### YOUR OBJECTIVE
Everything from the line with "compact shape [273,167]." through the last line of the records below should be copied exactly, both ends included.

[Records excerpted from a collection]
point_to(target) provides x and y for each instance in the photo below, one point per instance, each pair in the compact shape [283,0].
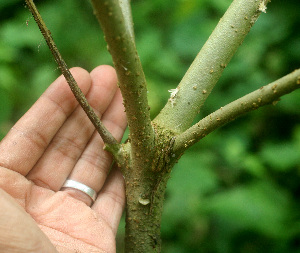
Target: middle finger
[66,147]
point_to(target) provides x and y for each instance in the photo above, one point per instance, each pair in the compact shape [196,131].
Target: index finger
[26,141]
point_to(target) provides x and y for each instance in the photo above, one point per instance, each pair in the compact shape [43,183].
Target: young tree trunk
[154,147]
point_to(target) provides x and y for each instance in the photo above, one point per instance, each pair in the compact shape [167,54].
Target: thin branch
[126,10]
[105,134]
[114,22]
[268,94]
[209,64]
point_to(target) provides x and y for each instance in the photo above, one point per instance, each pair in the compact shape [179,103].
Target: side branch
[268,94]
[132,82]
[209,64]
[105,134]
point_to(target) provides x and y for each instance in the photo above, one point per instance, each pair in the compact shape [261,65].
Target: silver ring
[81,187]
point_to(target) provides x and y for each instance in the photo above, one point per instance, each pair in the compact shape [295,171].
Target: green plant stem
[268,94]
[205,71]
[131,77]
[104,133]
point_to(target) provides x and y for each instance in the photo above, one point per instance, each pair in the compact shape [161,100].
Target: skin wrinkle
[80,228]
[62,224]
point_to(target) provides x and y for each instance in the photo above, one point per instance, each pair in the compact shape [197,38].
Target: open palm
[52,142]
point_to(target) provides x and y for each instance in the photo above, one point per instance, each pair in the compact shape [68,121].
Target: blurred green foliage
[238,189]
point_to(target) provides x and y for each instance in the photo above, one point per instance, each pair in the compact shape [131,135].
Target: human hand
[55,141]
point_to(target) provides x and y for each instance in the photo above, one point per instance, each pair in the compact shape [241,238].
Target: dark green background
[238,189]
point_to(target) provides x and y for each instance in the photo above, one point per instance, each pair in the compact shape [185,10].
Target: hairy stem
[104,133]
[186,101]
[265,95]
[131,77]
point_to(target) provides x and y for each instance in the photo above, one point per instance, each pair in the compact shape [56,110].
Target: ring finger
[94,164]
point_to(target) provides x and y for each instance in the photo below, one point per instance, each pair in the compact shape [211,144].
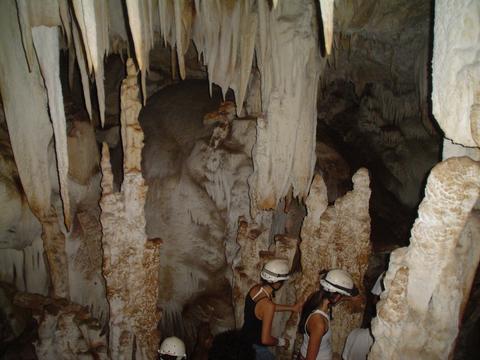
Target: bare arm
[316,327]
[266,310]
[296,307]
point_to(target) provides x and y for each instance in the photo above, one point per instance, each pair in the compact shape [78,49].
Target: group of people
[335,286]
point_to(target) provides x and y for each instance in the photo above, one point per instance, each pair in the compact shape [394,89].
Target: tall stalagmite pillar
[130,261]
[428,283]
[336,236]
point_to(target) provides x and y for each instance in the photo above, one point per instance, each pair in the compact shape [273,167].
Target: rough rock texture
[47,48]
[286,33]
[456,69]
[373,97]
[130,261]
[18,86]
[284,154]
[254,250]
[253,240]
[197,174]
[65,330]
[336,236]
[18,226]
[419,312]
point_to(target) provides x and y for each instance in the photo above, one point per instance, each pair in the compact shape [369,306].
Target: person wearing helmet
[172,348]
[314,324]
[260,309]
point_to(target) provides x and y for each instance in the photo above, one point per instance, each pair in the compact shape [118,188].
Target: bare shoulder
[317,324]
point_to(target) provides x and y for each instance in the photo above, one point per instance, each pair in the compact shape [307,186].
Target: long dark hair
[313,302]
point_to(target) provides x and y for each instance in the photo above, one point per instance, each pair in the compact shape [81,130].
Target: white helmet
[339,281]
[173,346]
[275,270]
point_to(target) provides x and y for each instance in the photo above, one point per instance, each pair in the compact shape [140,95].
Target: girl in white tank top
[325,350]
[335,286]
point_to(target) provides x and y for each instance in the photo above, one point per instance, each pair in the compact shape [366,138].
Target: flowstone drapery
[130,261]
[419,312]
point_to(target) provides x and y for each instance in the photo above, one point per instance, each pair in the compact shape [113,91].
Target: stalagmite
[54,245]
[130,261]
[47,48]
[252,240]
[420,309]
[336,236]
[455,66]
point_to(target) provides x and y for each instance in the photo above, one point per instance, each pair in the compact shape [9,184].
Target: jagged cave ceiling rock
[400,153]
[373,96]
[196,194]
[456,69]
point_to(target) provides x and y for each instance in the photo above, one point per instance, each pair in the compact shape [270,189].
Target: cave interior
[154,154]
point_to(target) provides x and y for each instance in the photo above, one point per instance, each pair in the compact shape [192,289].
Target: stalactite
[327,8]
[47,48]
[83,68]
[142,34]
[92,18]
[336,236]
[285,147]
[130,261]
[419,312]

### COMPLETE OUTPUT
point_to(target) provides x and y for each instance in the photo above, one point per instance, each pair in the compact shape [273,167].
Target: rough rock texture
[47,48]
[286,33]
[456,69]
[373,97]
[130,261]
[18,86]
[284,154]
[254,250]
[253,240]
[197,174]
[65,330]
[336,236]
[18,226]
[419,312]
point_to(target) provides x and y for each instance in the photo above, one point per instance, each pair in the compact shape [369,306].
Target: person wearing helmet
[172,348]
[314,324]
[260,309]
point_to(target) provides x and y for each instance in the photo above, one point per instance, each pair in the compact shape [118,188].
Target: bare shoulder
[317,324]
point_to(target) provides x and y for each instance in the photo above, one point per instance, each pair in the compact shape [307,186].
Target: long dark hair
[313,302]
point_to(target) provides x and y for each instance in the photo above, one point per instance, each pair in the compact shape [81,130].
Target: white helmet
[339,281]
[173,346]
[275,270]
point_to(target) provides x and y for each instance in the photo above, one point per instance, each pair in the compact shape [140,95].
Target: girl in white tank top
[325,350]
[335,286]
point_to(target) provides x and y for each instance in the photo above, one point per instance, each pair in the compact shape [366,138].
Target: flowstone drapery
[130,261]
[419,312]
point_to(target) provides x and y for each instance in the photo above, one point per instance, each pair in the compact shape [113,91].
Target: stalagmite
[54,245]
[130,261]
[47,48]
[252,240]
[420,309]
[336,236]
[455,66]
point_to(target) provides x and y for each instance in the photo above, one point per instance, each pair in the compact shape [9,184].
Target: jagged cave ceiling rock
[400,153]
[373,96]
[196,194]
[456,69]
point_to(target) provides x and y for each instance in the photo above, one point per instance, each pair in the compact shape [270,189].
Target: cave interior
[154,154]
point_to(target) provides x and y for each instance in the photo above, one point per instance, each pair in the compact shape [192,289].
Target: stalactite
[327,8]
[47,48]
[83,68]
[142,34]
[92,18]
[336,236]
[285,147]
[130,261]
[419,312]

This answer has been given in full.